= EXERCISE REQUIREMENTS =
Render the lines below as a Markdown table with the columns Row and Line, numbering each row and skipping any blank lines. Leave the pictures out of the table.

--- BEGIN SUPPLIED DATA ---

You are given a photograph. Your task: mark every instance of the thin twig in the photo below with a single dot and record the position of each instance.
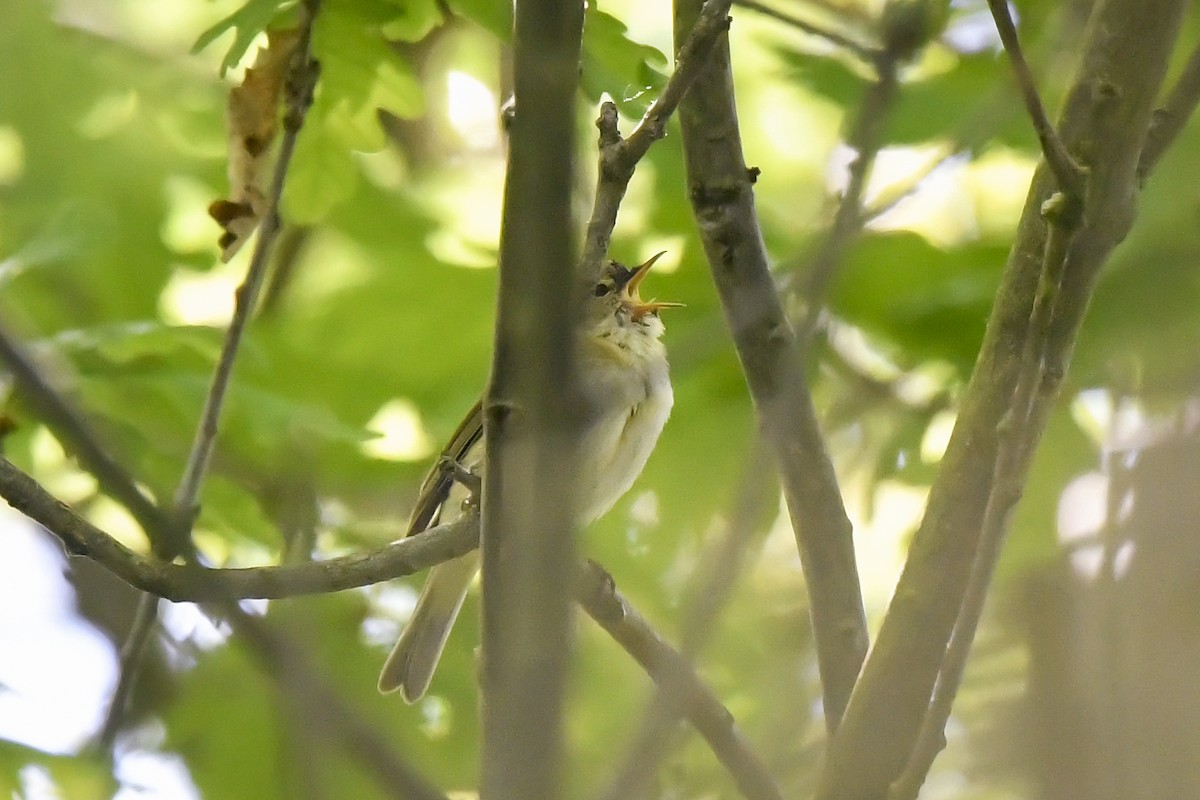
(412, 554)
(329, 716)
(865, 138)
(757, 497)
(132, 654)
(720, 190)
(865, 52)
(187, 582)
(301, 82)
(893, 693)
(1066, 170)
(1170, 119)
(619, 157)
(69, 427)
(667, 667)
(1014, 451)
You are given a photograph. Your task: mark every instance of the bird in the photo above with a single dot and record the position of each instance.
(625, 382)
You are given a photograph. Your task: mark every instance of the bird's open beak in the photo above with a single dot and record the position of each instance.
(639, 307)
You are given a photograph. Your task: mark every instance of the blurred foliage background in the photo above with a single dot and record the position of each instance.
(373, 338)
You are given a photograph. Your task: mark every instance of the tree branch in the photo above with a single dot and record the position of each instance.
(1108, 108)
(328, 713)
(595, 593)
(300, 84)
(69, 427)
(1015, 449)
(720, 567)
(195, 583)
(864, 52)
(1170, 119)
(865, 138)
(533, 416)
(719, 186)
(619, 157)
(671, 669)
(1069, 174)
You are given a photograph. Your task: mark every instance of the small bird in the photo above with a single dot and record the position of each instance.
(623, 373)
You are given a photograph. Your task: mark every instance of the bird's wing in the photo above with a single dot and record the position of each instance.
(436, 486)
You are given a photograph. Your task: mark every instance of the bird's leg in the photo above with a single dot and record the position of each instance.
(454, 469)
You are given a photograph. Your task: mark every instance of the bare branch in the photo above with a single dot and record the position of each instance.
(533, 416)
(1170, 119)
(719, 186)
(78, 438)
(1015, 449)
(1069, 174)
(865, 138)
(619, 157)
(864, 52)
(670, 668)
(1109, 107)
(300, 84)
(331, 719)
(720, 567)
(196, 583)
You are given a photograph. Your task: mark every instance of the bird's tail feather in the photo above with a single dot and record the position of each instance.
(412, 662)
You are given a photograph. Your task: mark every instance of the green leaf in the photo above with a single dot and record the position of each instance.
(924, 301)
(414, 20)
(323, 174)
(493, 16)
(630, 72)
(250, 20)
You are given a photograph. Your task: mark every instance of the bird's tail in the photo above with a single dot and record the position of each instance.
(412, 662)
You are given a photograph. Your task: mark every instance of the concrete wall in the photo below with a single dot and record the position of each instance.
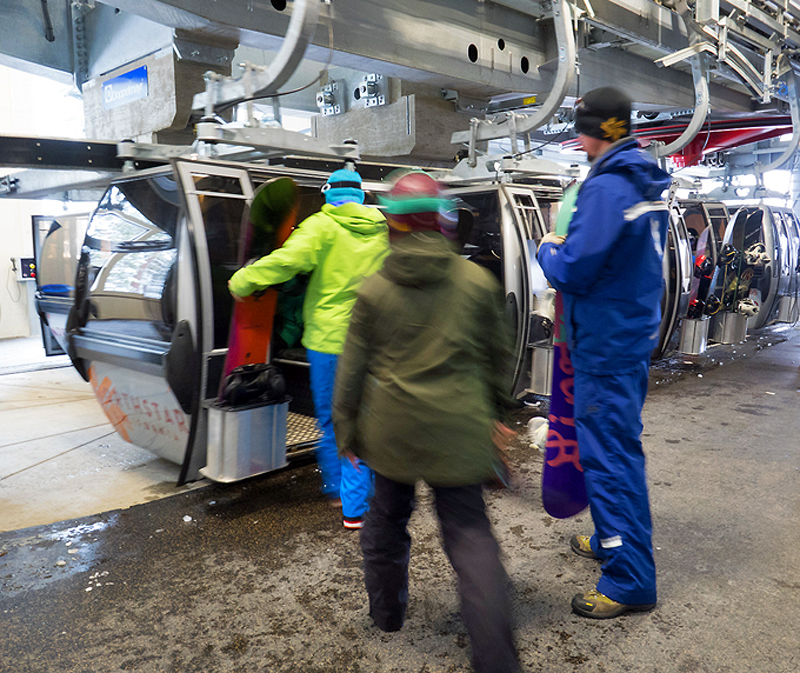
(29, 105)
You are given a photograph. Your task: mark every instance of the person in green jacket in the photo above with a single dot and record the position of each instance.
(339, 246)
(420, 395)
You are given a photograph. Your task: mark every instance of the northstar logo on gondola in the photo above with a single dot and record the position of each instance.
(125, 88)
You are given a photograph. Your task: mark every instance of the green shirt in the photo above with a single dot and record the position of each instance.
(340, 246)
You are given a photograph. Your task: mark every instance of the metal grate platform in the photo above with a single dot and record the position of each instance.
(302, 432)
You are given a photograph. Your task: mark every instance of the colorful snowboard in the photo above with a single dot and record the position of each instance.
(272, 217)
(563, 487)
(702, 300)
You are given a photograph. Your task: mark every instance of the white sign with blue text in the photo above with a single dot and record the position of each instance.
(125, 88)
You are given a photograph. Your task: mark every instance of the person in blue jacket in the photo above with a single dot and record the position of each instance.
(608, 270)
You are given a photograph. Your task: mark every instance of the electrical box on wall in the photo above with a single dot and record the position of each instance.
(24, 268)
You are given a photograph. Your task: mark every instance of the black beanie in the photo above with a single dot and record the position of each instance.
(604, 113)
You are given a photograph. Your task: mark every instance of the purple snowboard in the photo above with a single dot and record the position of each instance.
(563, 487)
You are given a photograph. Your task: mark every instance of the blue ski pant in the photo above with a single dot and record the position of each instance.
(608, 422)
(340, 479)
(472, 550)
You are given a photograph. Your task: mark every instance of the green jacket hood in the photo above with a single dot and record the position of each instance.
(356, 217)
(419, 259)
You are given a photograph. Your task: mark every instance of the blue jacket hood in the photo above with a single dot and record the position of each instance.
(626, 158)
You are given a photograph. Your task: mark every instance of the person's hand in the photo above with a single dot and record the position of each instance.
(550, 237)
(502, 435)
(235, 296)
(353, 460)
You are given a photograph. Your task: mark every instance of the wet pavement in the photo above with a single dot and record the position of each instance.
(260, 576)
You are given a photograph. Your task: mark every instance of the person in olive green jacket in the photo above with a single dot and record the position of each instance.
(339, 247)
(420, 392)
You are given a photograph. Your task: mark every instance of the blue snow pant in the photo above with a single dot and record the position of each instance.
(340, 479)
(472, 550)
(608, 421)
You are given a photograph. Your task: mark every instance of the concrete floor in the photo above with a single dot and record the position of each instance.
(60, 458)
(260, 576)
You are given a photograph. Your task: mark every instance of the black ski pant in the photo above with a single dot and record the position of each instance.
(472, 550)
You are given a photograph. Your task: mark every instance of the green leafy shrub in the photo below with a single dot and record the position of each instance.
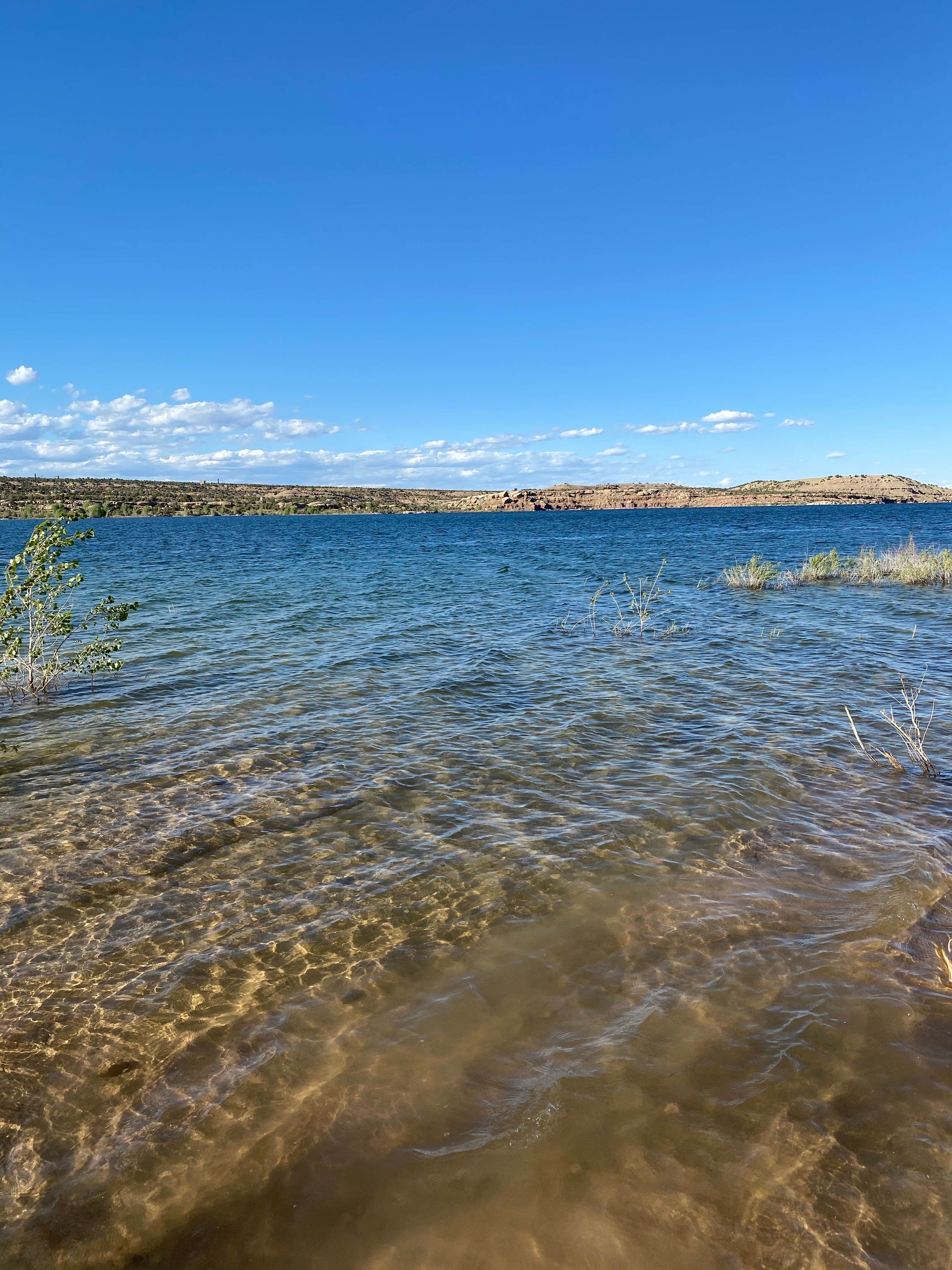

--- END SUPPLIED DATA ---

= FINISHED EXERCISE =
| Row | Line |
|---|---|
| 1 | You are given a photograph. Your task: mark every instance of the thin twig in the photo below with a single dot and record the position of each instance. |
| 2 | (412, 554) |
| 3 | (329, 716) |
| 4 | (865, 138) |
| 5 | (757, 497) |
| 6 | (132, 654) |
| 7 | (720, 190) |
| 8 | (865, 52) |
| 9 | (187, 582) |
| 10 | (301, 82) |
| 11 | (893, 693) |
| 12 | (1066, 170) |
| 13 | (1170, 119) |
| 14 | (619, 157) |
| 15 | (69, 427) |
| 16 | (667, 667) |
| 17 | (1014, 451) |
| 18 | You are given a photograph. Your task: mark every instance of the bird in the photo above with a single dot and record the position of each instance. |
| 19 | (625, 382) |
| 20 | You are given a photograph. Your task: mark every instance of the bird's open beak in the photo above with a single dot and record the position of each instance. |
| 21 | (639, 307) |
| 22 | You are given a photograph. Your task: mark every instance of the blurred foliage background in the photo above with a single dot and record the position of each instance. |
| 23 | (373, 338) |
| 24 | You are given a photograph. Your task: mark every instance of the tree branch in the photo above with a single dot and record the position of each instance. |
| 25 | (1108, 108) |
| 26 | (328, 713) |
| 27 | (595, 593) |
| 28 | (300, 84) |
| 29 | (69, 427) |
| 30 | (1015, 449) |
| 31 | (720, 567) |
| 32 | (195, 583) |
| 33 | (864, 52) |
| 34 | (1170, 119) |
| 35 | (865, 138) |
| 36 | (533, 416) |
| 37 | (719, 186) |
| 38 | (619, 157) |
| 39 | (671, 669) |
| 40 | (1069, 174) |
| 41 | You are given a photograph. Your task: mark every instance of the small bird in the photo above with a single dot and record the position of each instance. |
| 42 | (623, 373) |
| 43 | You are given a photograph. Your task: mark every instance of the bird's wing in the photo above with a single dot and record the position of each instance. |
| 44 | (436, 486) |
| 45 | You are given a photograph. Your task: mark every instance of the bird's leg in the photo above with a single dot and record the position of each instance. |
| 46 | (454, 469) |
| 47 | You are given a photograph. Your task: mark every instance of the bare branch in the photo above with a single dot and record the position of each instance. |
| 48 | (533, 416) |
| 49 | (1170, 119) |
| 50 | (719, 186) |
| 51 | (78, 438) |
| 52 | (1015, 449) |
| 53 | (1069, 174) |
| 54 | (865, 138) |
| 55 | (619, 157) |
| 56 | (864, 52) |
| 57 | (670, 668) |
| 58 | (1109, 107) |
| 59 | (300, 84) |
| 60 | (331, 719) |
| 61 | (720, 567) |
| 62 | (196, 583) |
| 63 | You are given a photograph. Your task: mark every instance of the bird's tail feather in the photo above with a single dot and record the position of each instance. |
| 64 | (412, 662) |
| 65 | You are given a photograph. Your task: mark every instance of the green leaf in the photo above with a single dot and record the position of each instance. |
| 66 | (924, 301) |
| 67 | (414, 20) |
| 68 | (323, 174) |
| 69 | (493, 16) |
| 70 | (630, 72) |
| 71 | (250, 20) |
| 72 | You are given a photograph. Your task: mark every instance of the bird's tail in the photo above with a single dot and record the position of each instance. |
| 73 | (412, 662) |
| 74 | You are given a photograph. Your task: mark every instance of the concrete wall in the photo below with a single dot and record the position of each instance. |
| 75 | (29, 105) |
| 76 | You are given a photograph. Your task: mark every instance of the person in green jacket in the photo above with a single dot and record the position of each instance. |
| 77 | (339, 246) |
| 78 | (420, 395) |
| 79 | You are given a photograph. Your task: mark every instance of the northstar logo on gondola in the photo above with a single dot and record the position of each instance. |
| 80 | (125, 88) |
| 81 | You are given a photograph. Your task: mark every instance of the green shirt in the photo above with a single dot and record the position of each instance. |
| 82 | (340, 246) |
| 83 | You are given a photograph. Your task: mark every instance of the metal grate platform in the photo above with a single dot and record the position of each instance. |
| 84 | (302, 432) |
| 85 | You are given a photograph. Your task: mark every instance of the colorful snowboard in the photo above with a single dot and record the position of each instance. |
| 86 | (272, 217) |
| 87 | (563, 487) |
| 88 | (702, 300) |
| 89 | You are given a photograph. Your task: mark every instance of the white sign with blue text in the photo above with a single dot and record the position of each instance. |
| 90 | (125, 88) |
| 91 | You are given a photograph. Your task: mark every instance of the person in blue jacket in the photo above with a single dot and record the position of each instance. |
| 92 | (608, 270) |
| 93 | You are given a photograph. Your task: mark every instance of the electrical box on wall in the photo above with a single dot and record the position of each instance. |
| 94 | (24, 268) |
| 95 | You are given a photograph. Your task: mark every instance of the black beanie in the photo above with a single dot and record the position of each instance. |
| 96 | (604, 113) |
| 97 | You are given a photograph. Your task: mark every instance of the purple snowboard in the photo above with a single dot and record the position of each instance. |
| 98 | (563, 487) |
| 99 | You are given a photograph. Your task: mark every instance of the blue ski pant in the photo above with a single dot and record the position of each instance. |
| 100 | (608, 422) |
| 101 | (340, 479) |
| 102 | (472, 550) |
| 103 | You are given a photograph. Your task: mark every instance of the green jacket hood in the photo above with a single dot and record the position of each instance. |
| 104 | (356, 217) |
| 105 | (419, 259) |
| 106 | You are given a photograph. Your task: mark every instance of the blue jacket hood in the photo above with a single dot and record the position of each instance. |
| 107 | (626, 158) |
| 108 | You are given a photograph. Your task: mark every instance of the person's hand in the photo above with a single dot and record the position of each instance. |
| 109 | (550, 237) |
| 110 | (502, 435) |
| 111 | (235, 296) |
| 112 | (353, 460) |
| 113 | You are given a photograph. Your task: mark every instance of the wet pavement in the photo above with a single dot and record the position of each instance. |
| 114 | (260, 576) |
| 115 | You are given a photograph. Your task: mark every instance of the person in olive green jacket in the photo above with a single dot and record the position of each instance. |
| 116 | (339, 247) |
| 117 | (420, 392) |
| 118 | You are given a photograph. Your task: mark every instance of the blue snow pant in the photo above with a single dot and record the position of each instance. |
| 119 | (340, 479) |
| 120 | (472, 550) |
| 121 | (608, 421) |
| 122 | You are given a photograph. Your task: mark every instance of the concrete floor in the photo above with a single dot and record the position of each instance. |
| 123 | (60, 458) |
| 124 | (260, 576) |
| 125 | You are given a photograph. Your task: mark every instance of the black ski pant in the photo above with a single dot and record the position of each instance. |
| 126 | (472, 550) |
| 127 | You are given a photograph. Your task: mark every instance of the green leafy shrub in the photo below with a single dot and record the position of each instance. |